_Excerpted passage_.
┏━━

Consider \(\lim _{x \rightarrow-\infty} \frac{3 x}{\sqrt{x^{2}+3}}\). Use the definition of limits at infinity to find values of \(N\) that correspond to (a) \(\varepsilon=0.5\) and (b) \(\varepsilon=0.1\).

Short Answer

Expert verified
Here, \( L \) (the limit as \( x \) approaches \( -\infty \)) is found to be \( -3 \). Then, the value of \( N \) for which \( |f(x) - L| < \varepsilon \) holds for \( x > N \) can be searched for by solving the equation \( |f(x) - (-3)| = \varepsilon \) where \( f(x) = \frac{3}{\sqrt{1+\frac{3}{x^2}}}\) for given \( \varepsilon \) values, (0.5 and 0.1).

Step by step solution

01

Simplify the expression

To simplify the function \( f(x) = \frac{3x}{\sqrt{x^2+3}} \), apply the standard technique of multiplying both the numerator and denominator by \( \frac{1}{\sqrt{x^{2}}}\) for \( x \neq 0\). This gives \( f(x) = \frac{3x \cdot \frac{1}{\sqrt{x^{2}}}}{\sqrt{x^{2}+3} \cdot \frac{1}{\sqrt{x^{2}}}} = \frac{3}{\sqrt{1+\frac{3}{x^2}}}\).

┗━━

_Data block_.
┏━━

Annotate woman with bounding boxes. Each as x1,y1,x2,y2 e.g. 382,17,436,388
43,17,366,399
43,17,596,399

┗━━

_Given problem_.
Pick up the worked solution about the limit as x goes to negative infinity where it stops, and write the steps that come next.

_In response_.
02

Calculate the Limit

Now, when the limit of the simplified function \( f(x) = \frac{3}{\sqrt{1+\frac{3}{x^2}}}\) is calculated as \( x \rightarrow -\infty \), the term \( \frac{3}{x^{2}} \) in the denominator becomes zero and the function reduces to \( -3 \). So, \( \lim_{x \rightarrow-\infty} f(x) = -3\). Thus, \( L = -3\).
03

Find N for given \( \varepsilon \)

To find values of \( N \) corresponding to different \( \varepsilon \), use the formula \( |f(x)-L| = \varepsilon \) when \( x > N \). For \( \varepsilon=0.5 \), the formula becomes \( |f(x) - (-3)| = 0.5 \) and the value of \( N \) which obeys this condition should be determined. Similarly for \( \varepsilon=0.1 \), the formula becomes \( |f(x) - (-3)| = 0.1 \). The calculation may require solving a quadratic equation, which depends on the specific values of \( \varepsilon \).
04

Final Comments

For some values of \( \varepsilon \), finding exact solutions for \( N \) might be very challenging or impossible, and approximate solutions might be needed. Also, it’s important to note that for \( x \rightarrow -\infty \), the limit only holds for \( x < N \), not \( x > N \), as the direction towards \( -\infty \) gets more negative. Therefore, adjust sign conditions accordingly, when solving for \( N \).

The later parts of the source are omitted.